---------- Reading passage

-By Kennedy Rohwer
John 16:33 “These things I have spoken unto you, that in me ye might have peace. In the world ye shall have tribulation: but be of good cheer; I have overcome the world.”
How amazing is that scripture to think about? That it doesn’t matter what things are thrown in our way or what hardships we’re asked face, because of our Savior Jesus Christ. His atoning sacrifice really does overcome all things and because of that, we have nothing to fear.
This scripture has been extremely close to my heart the past few months as I’ve experienced a few things that have tried and tested me severely. Life is hard and unfair and can beat you down, but as funny as it sounds, when these times come around I feel like we not only feel the lowest lows, but we also have the ability to feel the highest highs.
Back at the beginning of February on a super rainy night, three friends and I were leaving to go from our university to Vegas for a weekend trip. I decided to drive because none of my friends had access to a car. Before we even made it out of town, we were driving down a narrow, unlit street when I had the worst moment of my life.

--------------------

▸ **Prompt 1**: In the last paragraph of the post on John 16:33, list every word or phrase that describes the night or the street.
▸ **Prompt 2**: Duplicate the passage from the post on John 16:33 between "-By Kennedy Rohwer" and "the highest highs.", inclusive.
▸ **Prompt 3**: Carry on the personal reflection on John 16:33 from its last sentence.
The records have no connection to the text above.

---------- Dataset records

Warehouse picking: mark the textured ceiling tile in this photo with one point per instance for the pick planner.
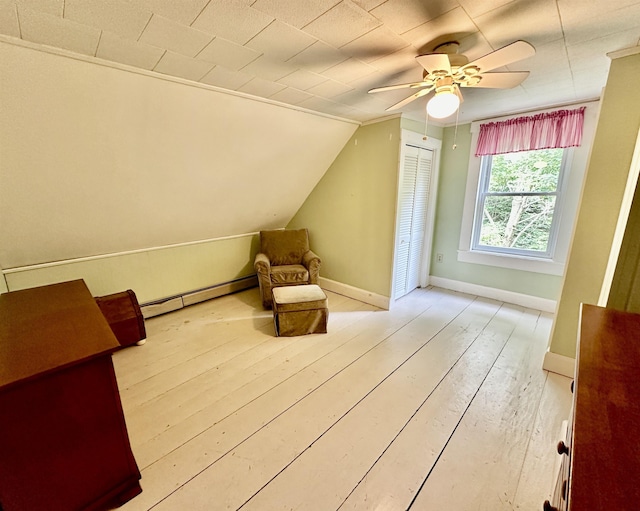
(535, 22)
(228, 54)
(302, 79)
(375, 44)
(329, 89)
(269, 69)
(125, 51)
(349, 70)
(320, 104)
(342, 24)
(114, 16)
(175, 37)
(367, 5)
(318, 57)
(291, 96)
(403, 15)
(586, 54)
(398, 61)
(182, 11)
(579, 28)
(225, 78)
(232, 19)
(175, 64)
(53, 7)
(262, 88)
(9, 19)
(281, 41)
(297, 13)
(54, 31)
(476, 8)
(452, 26)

--------------------

▸ **Right answer 1**: super rainy, narrow, unlit

▸ **Right answer 2**:
-By Kennedy Rohwer
John 16:33 “These things I have spoken unto you, that in me ye might have peace. In the world ye shall have tribulation: but be of good cheer; I have overcome the world.”
How amazing is that scripture to think about? That it doesn’t matter what things are thrown in our way or what hardships we’re asked face, because of our Savior Jesus Christ. His atoning sacrifice really does overcome all things and because of that, we have nothing to fear.
This scripture has been extremely close to my heart the past few months as I’ve experienced a few things that have tried and tested me severely. Life is hard and unfair and can beat you down, but as funny as it sounds, when these times come around I feel like we not only feel the lowest lows, but we also have the ability to feel the highest highs.

▸ **Right answer 3**:
It was raining really hard. This old man, wearing a dark raincoat with the hood up, arms full of groceries walked right out in front on me. I remember so vividly the impact and seeing his body roll into the street. I was not even sure at that moment what had just happened.
I remember pulling my car to the side of the road and running out in the pouring rain, kneeling by the man’s side screaming “Please wake up” and “Please be ok” over and over again. It was one of those things that you only expect to see in movies. It was terrifying- to say the least, we were all scared and in shock.
During this time, we had many people stop to make sure we were ok, including two people I like to consider my earthly angels. While we were sitting in my car, soaked from the rain and waiting to get my information back from a policeman, a sweet lady walked over to us to make sure we were alright. Even though we assured her we were fine, a few minutes later she came back to our car and told us she wasn’t going to leave us and welcomed us into her and her husband’s truck.
That was such a tender mercy and we were all convinced that Heavenly Father had placed them in our path that night. It wasn’t until a few weeks later when the lady, whom we now consider a close friend, explained her experience that night. The words she used are better than I could ever try come up with, so I want to share what she said:
“We were headed … to dinner at Café Sabor. But then I told my husband to turn on First East to go to Le Nonne, which normally I would never say because we weren’t dressed up and didn’t have reservations. When we got there it looked super busy so we just kept on driving along First East and that’s how we happened upon the accident.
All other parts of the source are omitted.